STORED ROWS
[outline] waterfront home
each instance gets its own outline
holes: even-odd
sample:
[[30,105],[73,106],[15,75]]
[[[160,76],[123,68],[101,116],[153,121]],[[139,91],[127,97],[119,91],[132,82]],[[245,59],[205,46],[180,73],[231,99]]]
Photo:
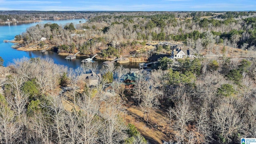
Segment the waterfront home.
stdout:
[[138,68],[131,68],[131,70],[130,71],[130,72],[131,73],[138,73],[139,72],[139,69]]
[[113,62],[111,62],[109,61],[103,62],[102,62],[102,64],[105,66],[107,66],[110,65],[114,65],[114,63],[113,63]]
[[40,41],[45,41],[46,40],[46,38],[42,37],[41,39],[40,39]]
[[124,82],[125,83],[125,89],[131,89],[135,85],[135,81],[137,78],[137,74],[135,73],[128,73],[124,76]]
[[102,78],[101,74],[96,74],[94,72],[88,74],[82,74],[81,77],[82,80],[87,81],[90,86],[96,85]]
[[173,59],[190,58],[190,57],[189,50],[183,51],[180,48],[178,48],[173,50],[172,52],[172,58]]

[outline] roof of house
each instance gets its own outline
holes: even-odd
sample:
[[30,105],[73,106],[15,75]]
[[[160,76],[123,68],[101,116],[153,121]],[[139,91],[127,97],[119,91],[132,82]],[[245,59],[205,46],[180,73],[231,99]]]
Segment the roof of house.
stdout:
[[131,68],[131,70],[130,71],[130,72],[138,72],[139,71],[139,69],[138,68]]
[[67,58],[72,57],[74,57],[74,56],[75,56],[70,55],[69,55],[69,56],[67,56]]
[[131,81],[134,81],[137,78],[136,74],[132,73],[131,74],[128,74],[127,76],[124,76],[124,80],[129,80]]
[[179,50],[178,51],[174,50],[173,51],[173,55],[178,55],[179,54],[181,54],[182,53],[185,54],[184,52],[183,52],[181,49],[179,49]]
[[113,62],[110,61],[106,61],[104,62],[103,63],[107,64],[112,64]]
[[94,72],[92,72],[92,73],[88,74],[82,74],[81,77],[82,79],[88,78],[89,80],[94,80],[98,79],[98,78],[101,78],[101,74],[96,74]]
[[87,61],[88,62],[90,62],[92,60],[92,59],[91,58],[87,58],[85,59],[85,60]]

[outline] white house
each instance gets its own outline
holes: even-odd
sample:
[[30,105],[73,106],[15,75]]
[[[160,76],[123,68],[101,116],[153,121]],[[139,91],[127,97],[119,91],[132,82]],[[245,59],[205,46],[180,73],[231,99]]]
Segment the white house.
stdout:
[[180,48],[172,50],[172,58],[173,59],[182,58],[190,57],[189,50],[183,51]]

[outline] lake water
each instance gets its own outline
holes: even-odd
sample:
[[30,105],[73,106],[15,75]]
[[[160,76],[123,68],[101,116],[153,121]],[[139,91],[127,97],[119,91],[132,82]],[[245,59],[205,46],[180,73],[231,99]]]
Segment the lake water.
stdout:
[[[82,64],[81,60],[88,58],[85,57],[77,56],[76,59],[72,60],[65,59],[66,56],[60,56],[53,51],[47,51],[45,53],[42,54],[40,50],[23,51],[18,50],[11,48],[13,44],[11,42],[4,42],[4,40],[12,40],[14,37],[18,34],[22,34],[26,32],[26,29],[32,26],[37,24],[44,24],[48,22],[56,23],[59,25],[65,25],[67,23],[72,22],[74,25],[79,23],[79,21],[85,22],[86,20],[84,19],[71,19],[55,20],[44,20],[43,22],[33,22],[26,24],[10,24],[6,25],[0,26],[0,56],[4,60],[4,65],[8,66],[13,62],[14,59],[21,58],[24,57],[29,58],[31,58],[41,57],[42,58],[52,58],[54,63],[57,64],[64,65],[68,67],[76,68]],[[98,63],[100,67],[102,65],[102,61],[94,60]],[[138,64],[137,63],[128,63],[122,64],[126,68],[138,68]]]

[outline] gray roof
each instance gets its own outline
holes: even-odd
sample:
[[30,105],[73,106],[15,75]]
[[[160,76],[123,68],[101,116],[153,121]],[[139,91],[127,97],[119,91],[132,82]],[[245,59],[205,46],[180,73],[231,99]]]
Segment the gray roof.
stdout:
[[110,61],[106,61],[104,62],[103,63],[105,64],[112,64],[113,62]]
[[131,70],[130,71],[130,72],[138,72],[138,71],[139,71],[138,68],[131,68]]
[[96,74],[94,72],[89,74],[84,74],[81,75],[82,78],[86,79],[88,79],[90,80],[93,80],[98,79],[98,77],[101,78],[101,74]]
[[92,60],[92,59],[91,59],[91,58],[87,58],[85,60],[86,61],[88,61],[88,62],[90,62],[90,61]]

PROBLEM TO SOLVE
Rewrite the lines from the one containing "[outline] gray roof" through the end of the items, changing "gray roof" to "slate roof" and leaving everything else untouched.

WRITTEN ANSWER
[outline] slate roof
each instance gets its own outline
holes: even-odd
sample:
[[30,105],[73,106],[15,75]]
[[[160,76],[123,68],[101,116],[153,121]],[[139,91],[127,97],[119,91],[132,82]],[[245,59],[205,46],[180,73],[231,99]]]
Segment the slate roof.
stdout:
[[110,61],[106,61],[104,62],[103,63],[105,64],[112,64],[113,62]]
[[131,70],[130,71],[130,72],[138,72],[138,71],[139,71],[138,68],[131,68]]
[[96,74],[94,72],[89,74],[84,74],[81,75],[82,78],[86,79],[88,79],[90,80],[93,80],[98,79],[98,77],[101,78],[101,74]]
[[92,60],[92,59],[91,59],[91,58],[87,58],[85,60],[86,61],[88,61],[88,62],[90,62],[90,61]]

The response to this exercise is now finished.